Text zur Analyse =>
.....

Nach der Festnahme von Karadzic "Wichtige Etappe auf dem Weg in die EU"

Stand: 22.07.2008 08:05 Uhr

Die Brüsseler Diplomaten sind in der Nacht von der Meldung aus Belgrad überrascht worden: Karadzic ist verhaftet. Damit erfüllt Serbien eine der Forderungen der EU, bevor das Land in die Gemeinschaft aufgenommen werden kann. Vor dem heutigen Treffen der EU-Außenminister, an dem auch der serbische Außenminister Vuk Jeremic teilnimmt, sagte er, die Verhaftung Karadzics sei Teil einer "sehr ehrgeizigen europäischen Tagesordnung" seiner Regierung.

Von Christopher Plass, HR-Hörfunkstudio Brüssel

Von Radovan Karadzic hatte in Brüssel zuletzt kaum noch jemand gesprochen. Das Interesse konzentrierte sich voll auf eine mögliche Festnahme des ebenfalls flüchtigen Ex-Generals Ratko Mladic.

.....

Datenauszüge =>
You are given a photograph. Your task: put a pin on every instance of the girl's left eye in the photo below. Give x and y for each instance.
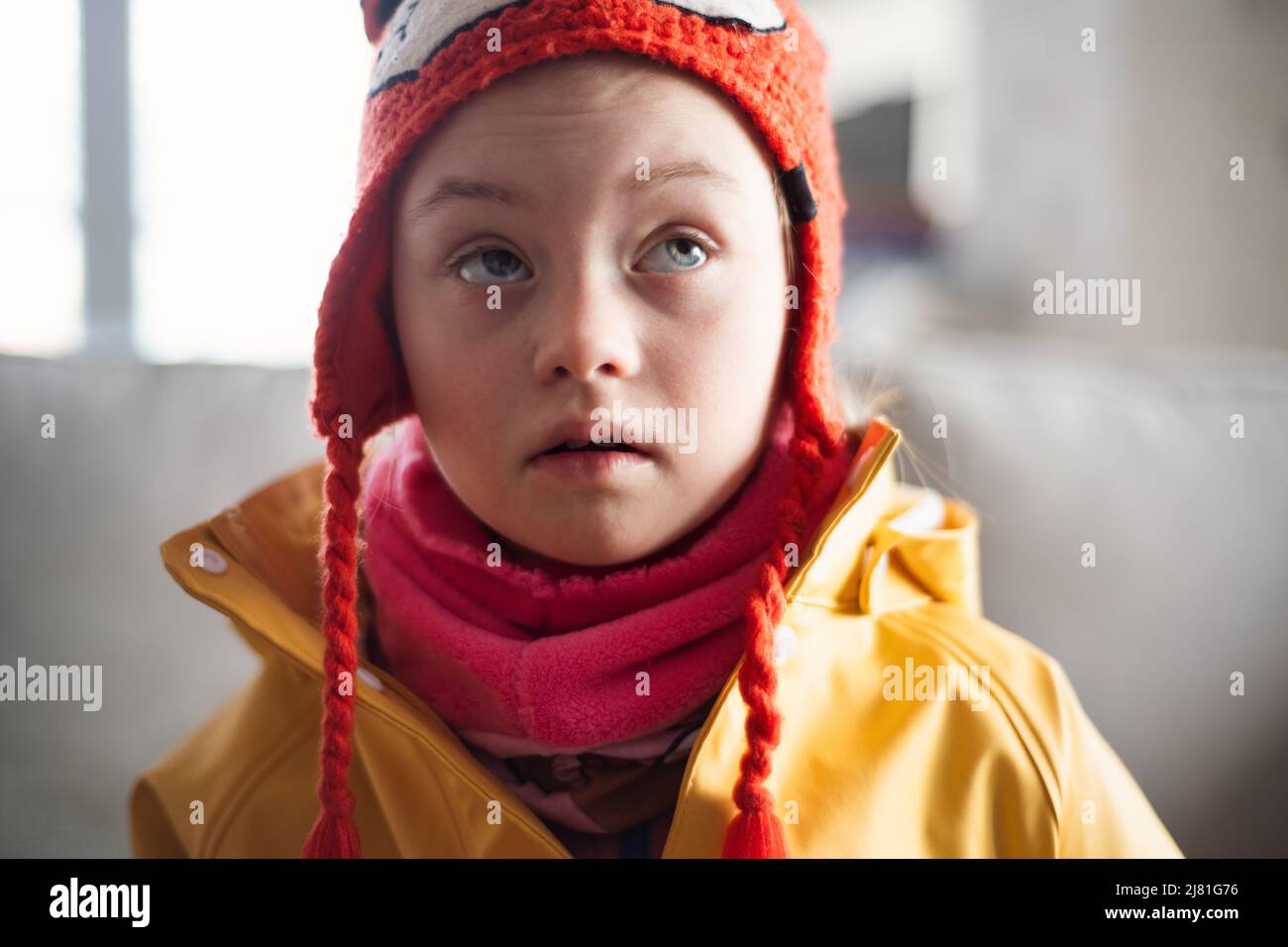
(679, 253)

.....

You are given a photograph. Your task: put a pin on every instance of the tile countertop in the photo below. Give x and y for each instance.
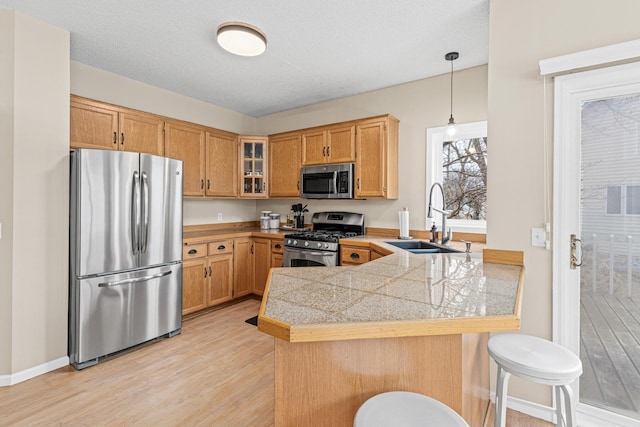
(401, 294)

.....

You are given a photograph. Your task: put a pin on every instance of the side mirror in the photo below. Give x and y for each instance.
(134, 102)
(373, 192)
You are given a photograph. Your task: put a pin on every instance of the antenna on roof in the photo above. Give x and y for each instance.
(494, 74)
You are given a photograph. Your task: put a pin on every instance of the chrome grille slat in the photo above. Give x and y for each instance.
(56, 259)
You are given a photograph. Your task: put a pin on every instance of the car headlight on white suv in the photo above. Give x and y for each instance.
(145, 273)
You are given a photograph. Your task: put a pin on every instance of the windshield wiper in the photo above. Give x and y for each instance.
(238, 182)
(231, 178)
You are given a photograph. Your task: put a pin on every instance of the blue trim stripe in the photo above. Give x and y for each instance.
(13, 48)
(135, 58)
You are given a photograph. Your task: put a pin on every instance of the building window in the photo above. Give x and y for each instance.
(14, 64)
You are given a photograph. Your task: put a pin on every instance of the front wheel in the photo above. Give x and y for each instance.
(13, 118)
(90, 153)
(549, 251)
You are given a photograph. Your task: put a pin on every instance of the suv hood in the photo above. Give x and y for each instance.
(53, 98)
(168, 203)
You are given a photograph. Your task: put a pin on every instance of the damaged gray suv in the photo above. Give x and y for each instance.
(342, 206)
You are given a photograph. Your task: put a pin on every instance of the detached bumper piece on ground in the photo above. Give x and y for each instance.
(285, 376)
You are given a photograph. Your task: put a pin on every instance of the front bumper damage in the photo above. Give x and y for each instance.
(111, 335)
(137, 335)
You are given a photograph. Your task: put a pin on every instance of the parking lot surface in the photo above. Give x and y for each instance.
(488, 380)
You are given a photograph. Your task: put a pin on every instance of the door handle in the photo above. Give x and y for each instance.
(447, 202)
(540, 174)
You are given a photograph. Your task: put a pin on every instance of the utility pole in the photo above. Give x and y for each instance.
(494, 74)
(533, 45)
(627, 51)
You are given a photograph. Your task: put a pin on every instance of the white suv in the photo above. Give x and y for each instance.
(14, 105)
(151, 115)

.....

Aufgabe =>
Bitte schreiben Sie den Text über die Festnahme von Karadzic vollständig und unverändert ab. Die Daten werden für die Bearbeitung nicht gebraucht.

Antwortfeld =>
Nach der Festnahme von Karadzic "Wichtige Etappe auf dem Weg in die EU"

Stand: 22.07.2008 08:05 Uhr

Die Brüsseler Diplomaten sind in der Nacht von der Meldung aus Belgrad überrascht worden: Karadzic ist verhaftet. Damit erfüllt Serbien eine der Forderungen der EU, bevor das Land in die Gemeinschaft aufgenommen werden kann. Vor dem heutigen Treffen der EU-Außenminister, an dem auch der serbische Außenminister Vuk Jeremic teilnimmt, sagte er, die Verhaftung Karadzics sei Teil einer "sehr ehrgeizigen europäischen Tagesordnung" seiner Regierung.

Von Christopher Plass, HR-Hörfunkstudio Brüssel

Von Radovan Karadzic hatte in Brüssel zuletzt kaum noch jemand gesprochen. Das Interesse konzentrierte sich voll auf eine mögliche Festnahme des ebenfalls flüchtigen Ex-Generals Ratko Mladic.